Task brief >> Reproduce the material below with "wooden" changed to "brass" and everything else kept the same. Leave the pictures out.

Provided data >>
%%
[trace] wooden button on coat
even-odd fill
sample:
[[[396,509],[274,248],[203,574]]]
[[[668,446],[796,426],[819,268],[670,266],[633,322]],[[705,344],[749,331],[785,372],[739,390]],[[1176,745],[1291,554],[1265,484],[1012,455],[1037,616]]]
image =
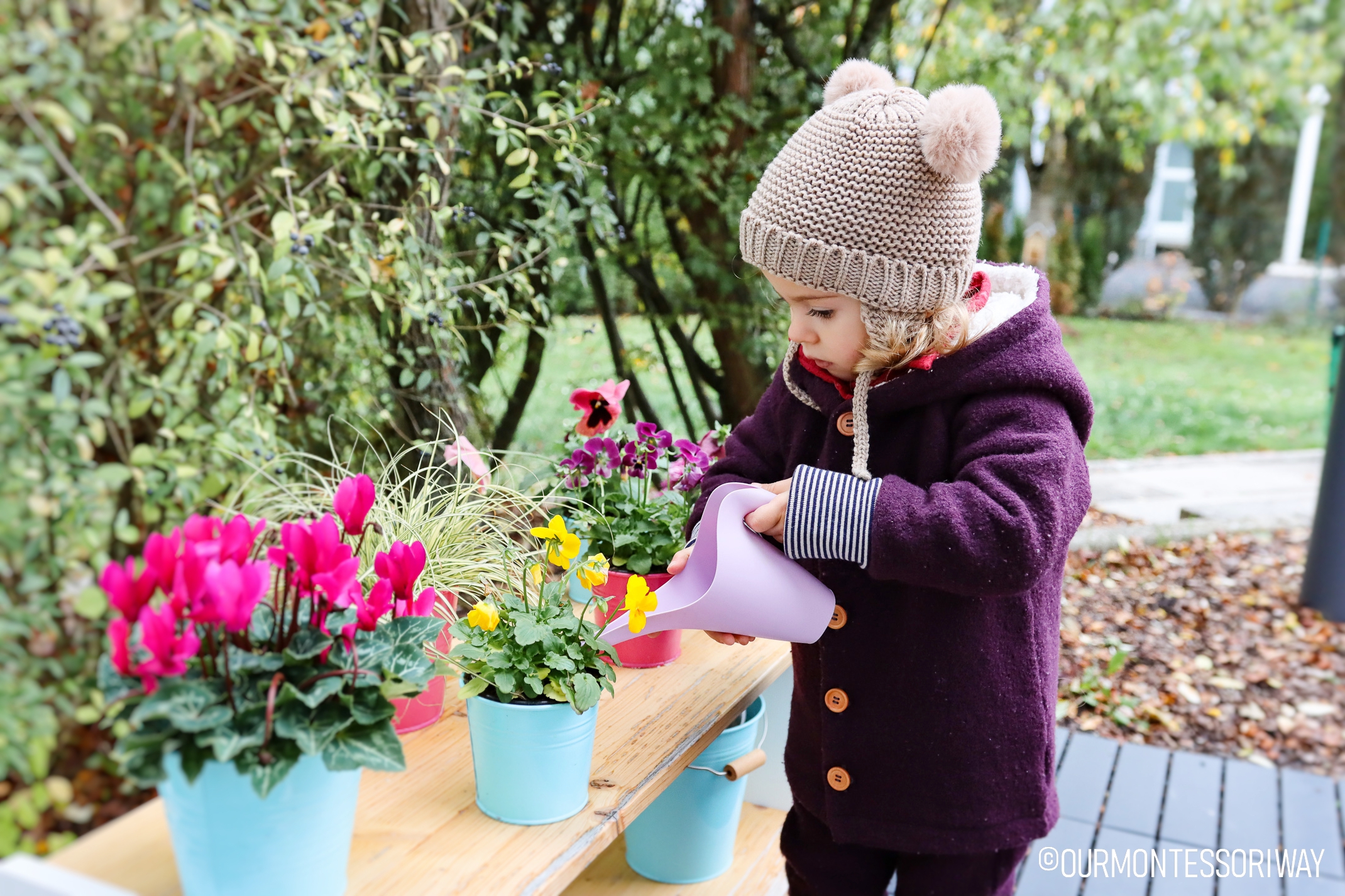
%%
Exercise result >>
[trace] brass button on coat
even-odd fill
sample:
[[[396,509],[274,248],[203,574]]]
[[[668,446],[796,426],[819,268],[670,266],[633,322]],[[705,344],[749,331],[785,372],[739,390]],[[1176,745],[1291,554],[1265,484],[1012,455],[1037,616]]]
image =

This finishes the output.